*** Opening Supplied text ***

# Reptile Job @ West Midland Safari Park



## amber_gekko (May 11, 2007)

Found this advert for west midland safari park, thought it might intrest some people as ive seen a few threads of people wanting reptile jobs. :2thumb:

West Midland Safari Park currently has an exciting opportunity for a Keeper within the Discovery Trail working particularly in the Reptile House. The main activities within the role include the daily husbandry and management of our diverse reptile and amphibian collection, presenting educational reptile encounters and meticulous record keeping. 


We are continually looking to develop and expand our collection of reptiles and amphibians, so applicants who can demonstrate an ability to do this are welcomed. 

Applicants ideally require a related qualification, but this is not essential, and must be able to demonstrate a sound knowledge of our collection, having ideally worked in a similar environment previously. Experience with venomous snakes is essential to the role. Ideally, applicants will have experience with crocodilians, however, full training may be provided in this area to the successful applicant.

*** Closing Supplied text ***
*** Opening Data ***

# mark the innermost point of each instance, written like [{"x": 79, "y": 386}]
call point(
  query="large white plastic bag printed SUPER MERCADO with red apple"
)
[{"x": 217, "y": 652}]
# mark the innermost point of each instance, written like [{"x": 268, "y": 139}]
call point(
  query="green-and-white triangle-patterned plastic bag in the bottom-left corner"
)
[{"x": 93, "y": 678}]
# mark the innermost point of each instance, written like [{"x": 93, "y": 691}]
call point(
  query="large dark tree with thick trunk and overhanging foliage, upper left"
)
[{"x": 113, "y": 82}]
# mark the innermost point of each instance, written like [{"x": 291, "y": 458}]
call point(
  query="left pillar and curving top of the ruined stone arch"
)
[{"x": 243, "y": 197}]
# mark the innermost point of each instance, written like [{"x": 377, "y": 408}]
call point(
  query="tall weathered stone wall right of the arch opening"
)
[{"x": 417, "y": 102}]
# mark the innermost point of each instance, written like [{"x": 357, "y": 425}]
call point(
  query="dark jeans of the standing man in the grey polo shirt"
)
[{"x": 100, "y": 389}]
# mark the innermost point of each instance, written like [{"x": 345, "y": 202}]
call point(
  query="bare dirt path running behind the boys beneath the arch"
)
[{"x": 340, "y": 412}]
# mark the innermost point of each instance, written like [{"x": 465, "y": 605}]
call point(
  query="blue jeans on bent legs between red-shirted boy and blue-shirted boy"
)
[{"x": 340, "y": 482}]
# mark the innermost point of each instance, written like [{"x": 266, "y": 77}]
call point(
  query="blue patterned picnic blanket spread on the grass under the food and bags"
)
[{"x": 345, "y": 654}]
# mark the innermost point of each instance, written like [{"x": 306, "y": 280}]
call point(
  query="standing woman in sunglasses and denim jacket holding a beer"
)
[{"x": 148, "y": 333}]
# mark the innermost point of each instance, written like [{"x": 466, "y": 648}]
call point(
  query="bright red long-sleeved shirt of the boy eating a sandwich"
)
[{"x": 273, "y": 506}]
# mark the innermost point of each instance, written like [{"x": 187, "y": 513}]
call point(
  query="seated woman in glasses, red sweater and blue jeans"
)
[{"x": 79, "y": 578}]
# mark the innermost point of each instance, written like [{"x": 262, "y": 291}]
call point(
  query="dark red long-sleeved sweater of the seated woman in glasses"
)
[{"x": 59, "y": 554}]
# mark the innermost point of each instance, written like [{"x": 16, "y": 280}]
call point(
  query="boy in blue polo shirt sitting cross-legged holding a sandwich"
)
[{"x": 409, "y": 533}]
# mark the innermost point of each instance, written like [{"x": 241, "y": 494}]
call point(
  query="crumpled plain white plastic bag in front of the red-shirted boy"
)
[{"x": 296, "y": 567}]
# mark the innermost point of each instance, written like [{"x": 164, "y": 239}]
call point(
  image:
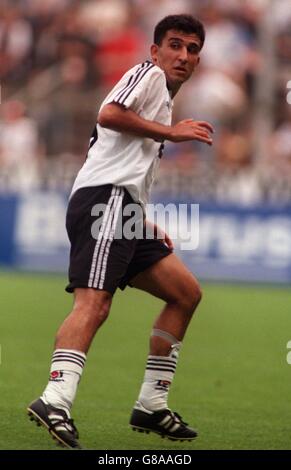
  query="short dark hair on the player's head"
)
[{"x": 185, "y": 23}]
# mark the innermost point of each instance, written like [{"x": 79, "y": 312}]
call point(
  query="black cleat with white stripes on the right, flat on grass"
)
[{"x": 165, "y": 422}]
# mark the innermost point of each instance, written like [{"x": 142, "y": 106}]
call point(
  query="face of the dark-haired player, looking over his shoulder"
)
[{"x": 178, "y": 56}]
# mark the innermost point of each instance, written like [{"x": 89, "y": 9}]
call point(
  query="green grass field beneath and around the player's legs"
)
[{"x": 233, "y": 382}]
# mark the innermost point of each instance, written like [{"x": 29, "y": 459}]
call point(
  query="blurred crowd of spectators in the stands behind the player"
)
[{"x": 58, "y": 59}]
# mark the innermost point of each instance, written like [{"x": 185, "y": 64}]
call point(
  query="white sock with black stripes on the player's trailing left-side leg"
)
[{"x": 65, "y": 374}]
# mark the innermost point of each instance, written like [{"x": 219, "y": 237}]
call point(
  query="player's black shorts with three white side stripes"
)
[{"x": 101, "y": 260}]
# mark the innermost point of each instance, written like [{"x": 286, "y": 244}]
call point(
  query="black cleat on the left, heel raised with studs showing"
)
[{"x": 56, "y": 421}]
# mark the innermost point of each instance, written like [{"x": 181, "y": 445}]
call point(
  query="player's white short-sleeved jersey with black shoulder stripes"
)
[{"x": 121, "y": 158}]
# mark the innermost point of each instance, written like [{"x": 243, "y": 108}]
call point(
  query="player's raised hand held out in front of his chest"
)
[{"x": 192, "y": 130}]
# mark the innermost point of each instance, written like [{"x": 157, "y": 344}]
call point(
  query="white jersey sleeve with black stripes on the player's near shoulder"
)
[{"x": 147, "y": 81}]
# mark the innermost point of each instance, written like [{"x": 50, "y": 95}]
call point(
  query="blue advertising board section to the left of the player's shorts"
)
[{"x": 32, "y": 232}]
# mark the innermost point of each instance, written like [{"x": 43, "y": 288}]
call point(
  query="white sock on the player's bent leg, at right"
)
[{"x": 158, "y": 377}]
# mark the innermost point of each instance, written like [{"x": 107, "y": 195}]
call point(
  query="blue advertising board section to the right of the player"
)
[{"x": 242, "y": 244}]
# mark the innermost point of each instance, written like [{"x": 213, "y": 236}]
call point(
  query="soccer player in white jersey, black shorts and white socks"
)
[{"x": 124, "y": 153}]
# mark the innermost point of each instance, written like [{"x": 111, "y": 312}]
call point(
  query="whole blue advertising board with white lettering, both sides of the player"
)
[{"x": 241, "y": 244}]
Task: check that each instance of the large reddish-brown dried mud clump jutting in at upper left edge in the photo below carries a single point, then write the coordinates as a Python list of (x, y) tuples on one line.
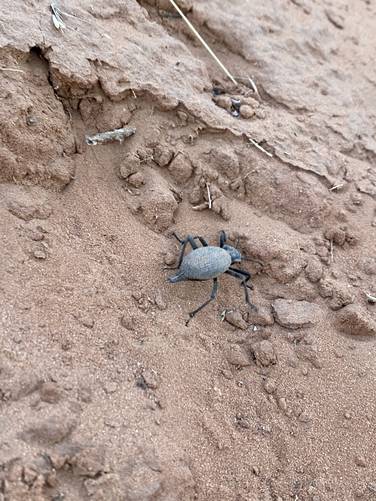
[(35, 134)]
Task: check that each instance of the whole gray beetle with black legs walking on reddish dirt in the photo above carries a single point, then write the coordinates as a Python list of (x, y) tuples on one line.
[(208, 263)]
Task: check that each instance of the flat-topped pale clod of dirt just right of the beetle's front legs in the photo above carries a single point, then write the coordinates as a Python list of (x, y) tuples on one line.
[(295, 314)]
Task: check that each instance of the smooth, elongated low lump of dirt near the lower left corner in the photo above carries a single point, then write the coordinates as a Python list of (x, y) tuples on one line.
[(51, 430)]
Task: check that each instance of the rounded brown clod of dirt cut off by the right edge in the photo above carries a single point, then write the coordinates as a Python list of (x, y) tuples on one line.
[(356, 321)]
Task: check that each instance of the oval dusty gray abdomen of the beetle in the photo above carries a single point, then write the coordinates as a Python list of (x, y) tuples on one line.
[(205, 263)]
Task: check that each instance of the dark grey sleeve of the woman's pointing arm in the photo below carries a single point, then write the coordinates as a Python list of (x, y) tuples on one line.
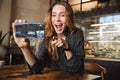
[(76, 43)]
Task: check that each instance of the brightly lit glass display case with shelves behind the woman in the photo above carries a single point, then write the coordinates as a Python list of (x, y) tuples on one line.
[(103, 39)]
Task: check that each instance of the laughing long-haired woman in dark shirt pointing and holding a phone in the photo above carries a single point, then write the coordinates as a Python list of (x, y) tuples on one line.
[(62, 49)]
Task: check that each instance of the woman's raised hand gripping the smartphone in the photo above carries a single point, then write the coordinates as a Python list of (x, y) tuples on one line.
[(21, 42)]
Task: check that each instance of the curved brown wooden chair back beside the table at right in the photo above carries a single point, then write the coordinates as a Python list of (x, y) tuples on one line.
[(94, 67)]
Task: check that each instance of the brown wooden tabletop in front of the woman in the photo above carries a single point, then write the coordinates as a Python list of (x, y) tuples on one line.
[(18, 72)]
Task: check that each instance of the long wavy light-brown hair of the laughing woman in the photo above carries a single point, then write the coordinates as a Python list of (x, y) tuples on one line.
[(49, 30)]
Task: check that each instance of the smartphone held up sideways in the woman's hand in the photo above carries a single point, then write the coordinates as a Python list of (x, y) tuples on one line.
[(30, 30)]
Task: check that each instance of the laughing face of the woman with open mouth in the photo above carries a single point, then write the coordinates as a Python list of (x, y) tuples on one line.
[(58, 18)]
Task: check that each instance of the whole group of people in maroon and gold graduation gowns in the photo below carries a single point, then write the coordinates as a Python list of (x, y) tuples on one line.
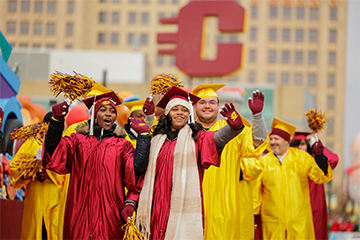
[(185, 174)]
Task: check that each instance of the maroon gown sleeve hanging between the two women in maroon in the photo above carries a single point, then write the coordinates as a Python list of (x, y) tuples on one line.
[(132, 184)]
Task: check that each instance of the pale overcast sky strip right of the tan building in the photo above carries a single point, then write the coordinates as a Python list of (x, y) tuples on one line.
[(352, 97)]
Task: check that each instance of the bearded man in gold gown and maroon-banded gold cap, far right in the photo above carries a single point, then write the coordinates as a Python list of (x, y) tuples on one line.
[(283, 185)]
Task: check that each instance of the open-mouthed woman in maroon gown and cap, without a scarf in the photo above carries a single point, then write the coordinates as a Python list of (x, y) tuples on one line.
[(101, 163)]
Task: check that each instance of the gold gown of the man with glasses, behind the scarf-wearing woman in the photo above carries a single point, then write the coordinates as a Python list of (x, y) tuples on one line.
[(228, 202)]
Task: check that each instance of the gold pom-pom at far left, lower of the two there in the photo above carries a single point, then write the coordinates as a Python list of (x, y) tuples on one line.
[(27, 165)]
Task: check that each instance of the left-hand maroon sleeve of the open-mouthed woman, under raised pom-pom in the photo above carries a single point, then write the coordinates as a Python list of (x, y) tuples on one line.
[(61, 160)]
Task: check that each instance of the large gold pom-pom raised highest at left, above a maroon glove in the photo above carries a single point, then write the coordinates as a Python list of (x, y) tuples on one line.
[(71, 86)]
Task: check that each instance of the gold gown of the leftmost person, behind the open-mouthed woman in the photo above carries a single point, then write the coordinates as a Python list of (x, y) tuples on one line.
[(42, 201)]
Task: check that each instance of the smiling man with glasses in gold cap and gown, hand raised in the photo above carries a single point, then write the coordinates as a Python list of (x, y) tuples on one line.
[(230, 184)]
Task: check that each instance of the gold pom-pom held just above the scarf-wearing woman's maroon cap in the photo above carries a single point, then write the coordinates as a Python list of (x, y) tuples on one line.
[(161, 83)]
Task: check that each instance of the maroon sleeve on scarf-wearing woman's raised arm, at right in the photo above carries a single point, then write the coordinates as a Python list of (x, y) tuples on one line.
[(207, 151)]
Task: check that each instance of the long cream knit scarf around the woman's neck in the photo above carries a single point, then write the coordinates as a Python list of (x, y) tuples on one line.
[(185, 219)]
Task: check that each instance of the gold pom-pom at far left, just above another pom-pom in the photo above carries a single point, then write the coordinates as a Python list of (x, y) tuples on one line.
[(34, 131)]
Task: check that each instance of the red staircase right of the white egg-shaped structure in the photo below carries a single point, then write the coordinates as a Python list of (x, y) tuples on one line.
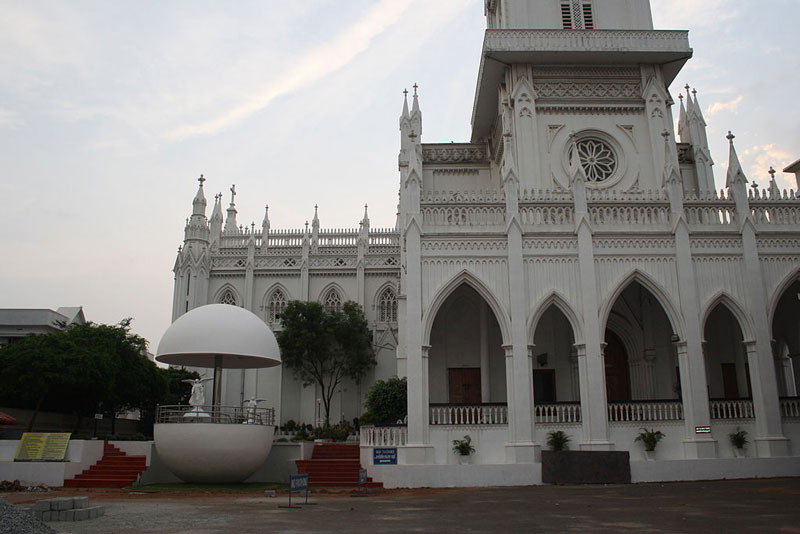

*** Closing Data ***

**Assignment 1:**
In the safari park job thread, what experience does the advert call essential to the role?
**Assignment 2:**
Carry on the safari park job thread, picking up after its final sentence.

**Response area 1:**
Experience with venomous snakes.

**Response area 2:**
Interested applicants need to apply in writing, enclosing their current CV and salary requirements to: 

Michelle Link 
Human Resource Officer
West Midland Safari Park
Bewdley
Worcestershire
DY12 1LF 

Or e-mail to: [email protected] 
Closing Date for Applications: Friday 27th June 2008


----------



## SiUK (Feb 15, 2007)

thats an amazing job.


----------



## Declan123 (Dec 29, 2007)

Yeah my mate, works there... hes currently training to deal with the venomous...

If only it was closer


----------



## secuner (Feb 2, 2008)

i would have loved that job but got no experience with venomous


----------



## xlilyxx (Jun 30, 2008)

ohh that would be perfect... if I had the training :blush:


----------



## -matty-b- (Dec 13, 2007)

do you think theyd take an 'apprentice'


----------



## lukendaniel (Jan 10, 2007)

doubt it lol they are wanting some one that can get on with the job asap not take a year to train 


luke


----------



## miffikins (Feb 25, 2007)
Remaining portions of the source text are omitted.